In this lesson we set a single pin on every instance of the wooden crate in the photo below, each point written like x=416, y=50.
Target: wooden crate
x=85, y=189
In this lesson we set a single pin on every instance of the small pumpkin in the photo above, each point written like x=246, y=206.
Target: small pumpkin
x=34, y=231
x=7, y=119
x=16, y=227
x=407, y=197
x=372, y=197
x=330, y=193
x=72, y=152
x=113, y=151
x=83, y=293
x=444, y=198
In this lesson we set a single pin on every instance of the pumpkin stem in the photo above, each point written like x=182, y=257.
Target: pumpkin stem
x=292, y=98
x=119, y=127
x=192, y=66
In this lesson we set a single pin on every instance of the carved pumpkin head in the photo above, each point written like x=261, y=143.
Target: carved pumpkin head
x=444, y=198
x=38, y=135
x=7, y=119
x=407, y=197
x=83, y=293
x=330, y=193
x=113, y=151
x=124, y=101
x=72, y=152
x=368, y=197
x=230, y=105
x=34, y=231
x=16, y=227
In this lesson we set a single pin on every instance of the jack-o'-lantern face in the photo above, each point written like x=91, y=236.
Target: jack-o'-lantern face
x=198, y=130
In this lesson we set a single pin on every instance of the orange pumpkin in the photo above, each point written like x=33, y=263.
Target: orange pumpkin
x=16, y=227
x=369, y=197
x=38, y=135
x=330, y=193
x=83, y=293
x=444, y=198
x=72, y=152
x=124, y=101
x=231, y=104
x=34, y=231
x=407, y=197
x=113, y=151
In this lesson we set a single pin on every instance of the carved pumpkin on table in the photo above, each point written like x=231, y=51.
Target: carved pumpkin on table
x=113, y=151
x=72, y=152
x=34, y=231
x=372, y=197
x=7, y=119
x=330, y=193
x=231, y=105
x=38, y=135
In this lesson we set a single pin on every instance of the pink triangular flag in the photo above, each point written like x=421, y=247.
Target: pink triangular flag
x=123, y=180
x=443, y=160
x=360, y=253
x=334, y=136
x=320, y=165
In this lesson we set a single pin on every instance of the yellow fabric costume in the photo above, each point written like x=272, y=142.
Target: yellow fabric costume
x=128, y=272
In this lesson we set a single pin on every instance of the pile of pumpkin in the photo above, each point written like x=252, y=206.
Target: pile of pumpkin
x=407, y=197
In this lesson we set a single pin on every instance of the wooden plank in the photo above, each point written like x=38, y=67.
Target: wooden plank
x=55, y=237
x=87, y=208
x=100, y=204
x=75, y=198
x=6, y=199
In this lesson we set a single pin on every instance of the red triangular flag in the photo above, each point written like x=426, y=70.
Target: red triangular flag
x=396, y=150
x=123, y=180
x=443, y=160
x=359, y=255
══════
Task to carry out
In full and without alteration, repeat the records.

Solved problem
In this lesson we set a single pin on every instance of the wooden crate in the photo below, each point written like x=416, y=50.
Target: wooden crate
x=85, y=189
In this lesson we set a single pin on every instance of the small pumpkin in the photo above, each point written like x=246, y=206.
Target: small pumpkin
x=34, y=231
x=7, y=119
x=16, y=227
x=407, y=197
x=372, y=197
x=330, y=193
x=72, y=152
x=113, y=151
x=83, y=293
x=444, y=198
In this lesson we set a single pin on every instance of the pumpkin stem in the photo above, each point written like x=182, y=257.
Target: pumpkin stem
x=292, y=98
x=119, y=127
x=192, y=66
In this lesson we set a single pin on every instance of the carved pumpkin head in the photo above, each point written like x=261, y=143.
Target: carved pumpkin head
x=444, y=198
x=38, y=135
x=7, y=119
x=407, y=197
x=83, y=293
x=330, y=193
x=113, y=151
x=124, y=101
x=72, y=152
x=368, y=197
x=230, y=105
x=34, y=231
x=16, y=227
In this lesson we set a single pin on every instance of the jack-o'-lantern face in the photo above, each point written like x=91, y=236.
Target: jack-o'-lantern face
x=198, y=130
In this lesson we set a single pin on every instance of the orange pumpkin in the photo above, each point written like x=33, y=263.
Target: orange pumpkin
x=16, y=227
x=369, y=197
x=38, y=135
x=330, y=193
x=83, y=293
x=444, y=198
x=72, y=152
x=124, y=101
x=231, y=104
x=34, y=231
x=407, y=197
x=113, y=151
In this lesson we set a single pin on every instance of the carved pumpkin on table in the photo above, each point written like x=231, y=51.
Target: carved pumpkin on table
x=113, y=151
x=72, y=152
x=34, y=231
x=372, y=197
x=7, y=119
x=330, y=193
x=231, y=105
x=38, y=135
In this lesson we set a single pin on every instance of the pink triangular flag in the photo above, each point written like x=421, y=247.
Target: pink triangular flag
x=123, y=180
x=443, y=160
x=360, y=253
x=334, y=136
x=320, y=165
In this lesson we set a single pin on every instance of the yellow fabric costume in the photo above, each point written like x=272, y=142.
Target: yellow fabric costume
x=128, y=272
In this lesson we set a single pin on every instance of the pile of pumpkin in the photo above, each point written like x=252, y=206.
Target: pile of pumpkin
x=407, y=197
In this lesson we set a single pin on every instance of the wooden plank in the photo above, each point written like x=38, y=67.
Target: wooden plank
x=55, y=237
x=87, y=208
x=100, y=204
x=75, y=198
x=6, y=199
In this lesson we set a single pin on every instance of the red triangular flag in the photo above, each point written like x=426, y=70.
Target: red triangular flag
x=396, y=150
x=123, y=180
x=443, y=160
x=359, y=255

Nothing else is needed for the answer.